Text extract:

================

As a real estate investor, you’ve no doubt heard of 1031 exchanges. The name originates from Section 1031 of the U.S. Internal Revenue Code, and for the past hundred years, has helped investors defer tax in like-kind transactions of investment properties.
Investors can strategically use the exchange to scale and optimize their portfolios and advance toward financial freedom.
To make a 1031 exchange work to your best advantage, it’s necessary to be educated and fully informed about the process.
What is a 1031 Exchange, and How Does it Work?
Investors who sell real estate assets are required to pay capital gains taxes on the sale profits. A 1031 exchange can defer these taxes, provided the proceeds get reinvested into a new property of the same type, at an equal or greater value, within a set time frame.
Here’s a summary of the 1031 exchange process:
- Choose a qualified intermediary to arrange the exchange
- Sell your relinquished property
- Within the following 45 days, locate potential replacement properties
- Within 180 days from the sale of your property, close on the purchase of your new property.
- File the IRS form 8824
It’s important to note that properties under a 1031 exchange must be considered the same type of asset in the eyes of the Internal Revenue Service (IRS) for capital gains deferral. Investors have virtually unlimited opportunities to use a 1031 exchange, except for vacation properties, and in some cases, primary residences.
Are 1031 Exchanges Complicated?
1031 exchanges can be complex, so it’s best to consult with a qualified tax professional before you begin.

================

Direction 1: Reproduce the passage on 1031 exchanges from "What is a 1031" to "set time frame.".
Direction 2: According to the passage on 1031 exchanges, how many days after selling the relinquished property does an investor have to close on the purchase of the new property?

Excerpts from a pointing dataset
================

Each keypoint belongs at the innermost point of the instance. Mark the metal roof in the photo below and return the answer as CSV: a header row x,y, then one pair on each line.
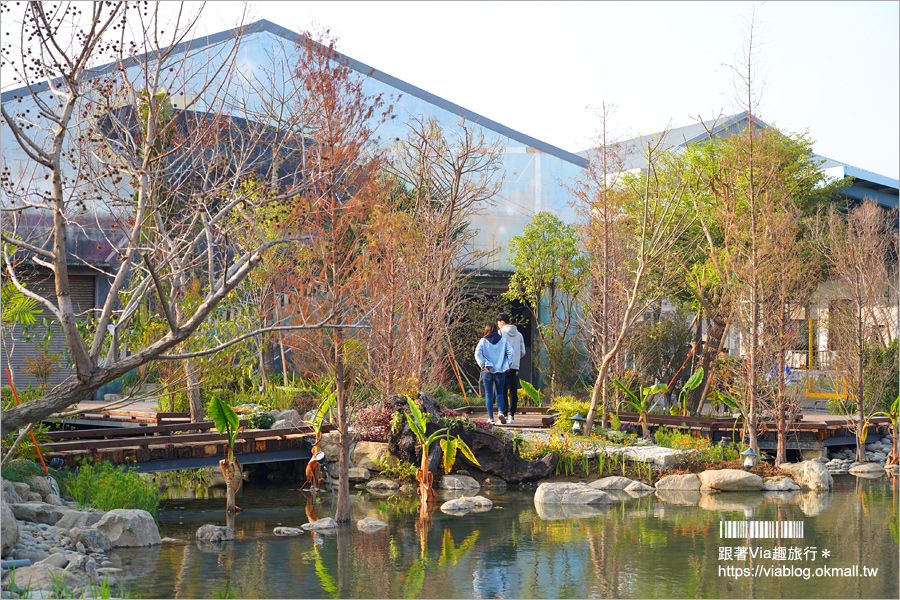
x,y
866,183
264,26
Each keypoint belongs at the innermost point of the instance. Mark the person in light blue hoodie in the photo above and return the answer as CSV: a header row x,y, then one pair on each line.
x,y
494,355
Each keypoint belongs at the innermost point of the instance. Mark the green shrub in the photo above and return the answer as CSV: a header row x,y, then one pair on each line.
x,y
402,470
104,486
567,406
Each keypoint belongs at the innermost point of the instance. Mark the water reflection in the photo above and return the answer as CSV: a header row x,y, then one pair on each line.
x,y
653,547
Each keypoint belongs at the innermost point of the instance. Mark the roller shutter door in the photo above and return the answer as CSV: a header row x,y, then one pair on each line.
x,y
82,293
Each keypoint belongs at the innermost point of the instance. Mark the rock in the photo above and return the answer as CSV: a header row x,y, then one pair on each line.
x,y
812,475
80,518
370,525
611,483
570,493
555,512
38,512
732,501
35,555
9,529
358,474
321,524
867,468
36,577
637,488
779,483
813,503
679,482
493,483
60,561
93,540
731,480
214,533
480,503
128,528
458,506
42,485
372,455
81,564
383,485
459,482
22,489
10,495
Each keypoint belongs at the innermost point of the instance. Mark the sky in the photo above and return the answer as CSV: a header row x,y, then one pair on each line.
x,y
831,69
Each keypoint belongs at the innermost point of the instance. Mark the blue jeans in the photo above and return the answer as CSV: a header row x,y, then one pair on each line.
x,y
492,381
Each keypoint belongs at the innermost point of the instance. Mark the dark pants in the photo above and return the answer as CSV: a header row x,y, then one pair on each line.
x,y
512,391
494,385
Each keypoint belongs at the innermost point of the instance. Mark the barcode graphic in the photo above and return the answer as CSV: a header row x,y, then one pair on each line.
x,y
761,529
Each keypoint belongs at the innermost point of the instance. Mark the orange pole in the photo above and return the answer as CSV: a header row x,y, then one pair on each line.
x,y
34,441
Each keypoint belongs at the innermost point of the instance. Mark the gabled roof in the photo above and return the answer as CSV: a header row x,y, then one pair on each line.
x,y
866,184
264,26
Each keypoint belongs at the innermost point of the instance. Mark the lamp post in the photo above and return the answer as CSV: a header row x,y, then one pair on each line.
x,y
577,421
751,458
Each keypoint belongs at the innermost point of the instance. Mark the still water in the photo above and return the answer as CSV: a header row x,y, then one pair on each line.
x,y
638,548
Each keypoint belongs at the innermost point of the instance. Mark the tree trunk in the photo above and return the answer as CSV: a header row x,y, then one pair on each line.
x,y
342,511
708,358
194,393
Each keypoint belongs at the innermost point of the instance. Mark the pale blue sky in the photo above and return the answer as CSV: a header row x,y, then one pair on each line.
x,y
829,67
832,68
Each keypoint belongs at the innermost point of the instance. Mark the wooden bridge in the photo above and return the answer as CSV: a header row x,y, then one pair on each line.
x,y
153,448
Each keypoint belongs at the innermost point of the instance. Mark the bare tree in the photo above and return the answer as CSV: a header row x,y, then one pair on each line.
x,y
152,152
446,177
859,249
654,213
603,237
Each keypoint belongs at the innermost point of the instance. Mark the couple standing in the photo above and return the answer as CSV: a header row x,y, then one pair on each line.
x,y
498,354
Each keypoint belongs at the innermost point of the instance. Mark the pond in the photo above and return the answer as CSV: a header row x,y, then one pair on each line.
x,y
640,548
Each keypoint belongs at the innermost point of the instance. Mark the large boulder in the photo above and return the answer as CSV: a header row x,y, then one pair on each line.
x,y
382,486
731,480
611,483
320,525
9,536
689,482
459,482
42,485
811,475
372,455
680,497
38,512
370,525
358,474
214,533
10,495
84,517
129,528
779,483
570,493
93,540
867,469
37,576
458,506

================

Written solution 1:
What is a 1031 Exchange, and How Does it Work?
Investors who sell real estate assets are required to pay capital gains taxes on the sale profits. A 1031 exchange can defer these taxes, provided the proceeds get reinvested into a new property of the same type, at an equal or greater value, within a set time frame.

Written solution 2: 180 days